▸ **Exercise task**
Transcribe the entries below exactly.

▸ **Records supplied**
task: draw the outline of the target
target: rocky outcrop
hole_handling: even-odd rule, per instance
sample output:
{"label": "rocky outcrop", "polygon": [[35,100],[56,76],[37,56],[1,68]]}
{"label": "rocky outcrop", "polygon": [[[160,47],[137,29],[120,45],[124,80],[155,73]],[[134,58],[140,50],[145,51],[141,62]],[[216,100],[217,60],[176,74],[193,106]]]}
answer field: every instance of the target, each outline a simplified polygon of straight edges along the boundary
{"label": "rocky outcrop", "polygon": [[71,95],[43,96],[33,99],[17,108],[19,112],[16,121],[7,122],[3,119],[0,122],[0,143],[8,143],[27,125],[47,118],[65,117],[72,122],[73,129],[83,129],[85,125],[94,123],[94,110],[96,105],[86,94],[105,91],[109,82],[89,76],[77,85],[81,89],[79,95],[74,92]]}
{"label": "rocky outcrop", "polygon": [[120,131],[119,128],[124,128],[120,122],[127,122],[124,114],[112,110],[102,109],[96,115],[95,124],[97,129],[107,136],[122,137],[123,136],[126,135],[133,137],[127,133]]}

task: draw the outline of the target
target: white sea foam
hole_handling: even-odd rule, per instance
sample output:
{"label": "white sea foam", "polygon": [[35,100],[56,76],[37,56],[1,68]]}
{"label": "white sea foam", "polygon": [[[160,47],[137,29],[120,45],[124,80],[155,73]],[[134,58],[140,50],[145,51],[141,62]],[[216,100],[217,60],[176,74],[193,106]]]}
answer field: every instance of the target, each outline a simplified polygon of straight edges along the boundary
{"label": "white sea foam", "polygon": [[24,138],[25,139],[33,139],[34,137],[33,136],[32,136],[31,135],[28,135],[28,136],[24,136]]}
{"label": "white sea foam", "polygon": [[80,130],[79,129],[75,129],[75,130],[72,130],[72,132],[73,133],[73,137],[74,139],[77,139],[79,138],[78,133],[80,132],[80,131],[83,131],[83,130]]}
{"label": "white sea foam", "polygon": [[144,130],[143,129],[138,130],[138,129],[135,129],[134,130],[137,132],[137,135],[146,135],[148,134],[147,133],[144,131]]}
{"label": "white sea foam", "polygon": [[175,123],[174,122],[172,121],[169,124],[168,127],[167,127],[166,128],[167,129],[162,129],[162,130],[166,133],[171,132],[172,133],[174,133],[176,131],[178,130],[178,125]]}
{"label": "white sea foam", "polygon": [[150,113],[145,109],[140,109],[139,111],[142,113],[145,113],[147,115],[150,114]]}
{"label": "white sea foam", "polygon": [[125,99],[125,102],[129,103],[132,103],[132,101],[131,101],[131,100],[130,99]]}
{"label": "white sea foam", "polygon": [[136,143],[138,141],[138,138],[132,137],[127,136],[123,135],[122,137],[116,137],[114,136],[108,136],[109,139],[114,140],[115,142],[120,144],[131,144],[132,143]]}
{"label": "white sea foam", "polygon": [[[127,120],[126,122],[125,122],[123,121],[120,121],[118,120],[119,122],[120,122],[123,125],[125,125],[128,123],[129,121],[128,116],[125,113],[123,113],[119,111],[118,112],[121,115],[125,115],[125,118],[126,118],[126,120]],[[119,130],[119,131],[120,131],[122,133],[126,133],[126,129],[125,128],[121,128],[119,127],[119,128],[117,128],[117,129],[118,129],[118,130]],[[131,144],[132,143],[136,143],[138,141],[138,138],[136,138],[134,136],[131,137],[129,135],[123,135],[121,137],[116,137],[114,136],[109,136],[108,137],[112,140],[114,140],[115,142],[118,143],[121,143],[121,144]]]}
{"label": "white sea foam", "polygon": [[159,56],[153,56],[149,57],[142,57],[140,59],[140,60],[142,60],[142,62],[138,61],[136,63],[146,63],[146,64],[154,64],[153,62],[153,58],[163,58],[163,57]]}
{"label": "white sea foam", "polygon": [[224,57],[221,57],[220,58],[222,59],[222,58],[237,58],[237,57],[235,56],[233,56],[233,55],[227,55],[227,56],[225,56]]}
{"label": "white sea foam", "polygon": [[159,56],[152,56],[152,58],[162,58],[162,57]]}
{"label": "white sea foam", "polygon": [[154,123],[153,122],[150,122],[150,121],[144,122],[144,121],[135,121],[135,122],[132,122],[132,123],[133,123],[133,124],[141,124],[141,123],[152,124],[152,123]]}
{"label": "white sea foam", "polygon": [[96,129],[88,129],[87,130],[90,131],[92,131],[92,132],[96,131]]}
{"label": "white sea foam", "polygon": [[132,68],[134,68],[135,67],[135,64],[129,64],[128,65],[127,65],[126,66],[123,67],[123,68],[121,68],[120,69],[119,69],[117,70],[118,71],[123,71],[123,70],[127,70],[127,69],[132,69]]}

▸ **Answer**
task: draw the outline of the target
target: rocky outcrop
hole_handling: even-odd rule, per instance
sample output:
{"label": "rocky outcrop", "polygon": [[35,100],[56,76],[37,56],[1,68]]}
{"label": "rocky outcrop", "polygon": [[[160,47],[137,29],[120,45],[124,80],[155,73]],[[134,58],[140,50],[145,51],[141,62]],[[216,100],[217,60],[176,74],[193,106]]]}
answer field: every instance of the target, each outline a simplified polygon of straight edges along the boundary
{"label": "rocky outcrop", "polygon": [[71,95],[43,96],[33,99],[17,108],[19,112],[16,121],[7,122],[3,119],[0,122],[0,143],[8,143],[27,125],[47,118],[65,117],[72,122],[73,129],[83,129],[85,125],[94,123],[94,110],[96,105],[86,94],[105,91],[109,82],[89,76],[77,85],[81,89],[79,95],[74,92]]}
{"label": "rocky outcrop", "polygon": [[120,131],[119,128],[124,128],[120,122],[127,122],[124,114],[112,110],[102,109],[96,115],[95,124],[97,129],[107,136],[122,137],[123,136],[126,135],[133,137],[127,133]]}

task: draw the outline of the target
target: white sea foam
hole_handling: even-odd rule, per instance
sample output:
{"label": "white sea foam", "polygon": [[35,100],[56,76],[37,56],[1,68]]}
{"label": "white sea foam", "polygon": [[[160,47],[137,29],[120,45],[124,80],[155,73]],[[134,58],[140,50],[145,51],[141,62]],[[216,100],[217,60],[176,74],[193,106]]]}
answer field: every instance of the target, each outline a simplified polygon of straight edges along the boundary
{"label": "white sea foam", "polygon": [[24,138],[25,139],[33,139],[34,137],[33,136],[32,136],[31,135],[28,135],[28,136],[24,136]]}
{"label": "white sea foam", "polygon": [[80,130],[79,129],[75,129],[75,130],[72,130],[72,132],[73,133],[73,137],[74,139],[77,139],[79,138],[78,133],[80,132],[80,131],[83,131],[83,130]]}
{"label": "white sea foam", "polygon": [[144,130],[143,129],[138,130],[138,129],[135,129],[134,130],[137,132],[137,135],[146,135],[148,134],[147,133],[144,131]]}
{"label": "white sea foam", "polygon": [[175,123],[174,122],[172,121],[169,124],[168,127],[167,127],[166,128],[167,129],[162,129],[162,130],[166,133],[171,132],[172,133],[174,133],[176,131],[178,130],[178,125]]}
{"label": "white sea foam", "polygon": [[150,113],[145,109],[140,109],[139,111],[142,113],[145,113],[147,115],[150,114]]}
{"label": "white sea foam", "polygon": [[125,99],[125,102],[129,103],[132,103],[132,101],[131,101],[131,100],[130,99]]}
{"label": "white sea foam", "polygon": [[136,143],[138,141],[138,138],[132,137],[127,136],[123,135],[122,137],[116,137],[114,136],[108,136],[109,139],[114,140],[115,142],[120,144],[131,144],[132,143]]}
{"label": "white sea foam", "polygon": [[[127,120],[126,122],[125,122],[123,121],[120,121],[118,120],[119,122],[120,122],[123,125],[125,125],[128,123],[129,121],[128,116],[125,113],[123,113],[119,111],[118,112],[121,115],[125,115],[125,118],[126,118],[126,120]],[[119,130],[119,131],[120,131],[122,133],[126,133],[126,129],[125,128],[121,128],[119,127],[119,128],[117,128],[117,129],[118,129],[118,130]],[[131,144],[132,143],[136,143],[138,141],[138,138],[136,138],[134,136],[131,137],[129,135],[123,135],[121,137],[116,137],[114,136],[109,136],[108,137],[112,140],[114,140],[115,142],[118,143],[121,143],[121,144]]]}
{"label": "white sea foam", "polygon": [[159,56],[153,56],[149,57],[142,57],[140,59],[140,60],[142,60],[142,62],[138,61],[136,63],[146,63],[146,64],[154,64],[153,62],[153,58],[163,58],[163,57]]}
{"label": "white sea foam", "polygon": [[224,57],[221,57],[220,58],[222,59],[222,58],[237,58],[237,57],[235,56],[233,56],[233,55],[227,55],[227,56],[225,56]]}
{"label": "white sea foam", "polygon": [[159,56],[152,56],[152,58],[162,58],[162,57]]}
{"label": "white sea foam", "polygon": [[154,123],[153,122],[150,122],[150,121],[144,122],[144,121],[135,121],[135,122],[132,122],[132,123],[133,123],[133,124],[141,124],[141,123],[152,124],[152,123]]}
{"label": "white sea foam", "polygon": [[96,129],[88,129],[87,130],[90,131],[92,131],[92,132],[96,131]]}
{"label": "white sea foam", "polygon": [[132,68],[134,68],[135,67],[135,64],[129,64],[128,65],[127,65],[126,66],[123,67],[123,68],[121,68],[120,69],[119,69],[117,70],[118,71],[123,71],[123,70],[127,70],[127,69],[132,69]]}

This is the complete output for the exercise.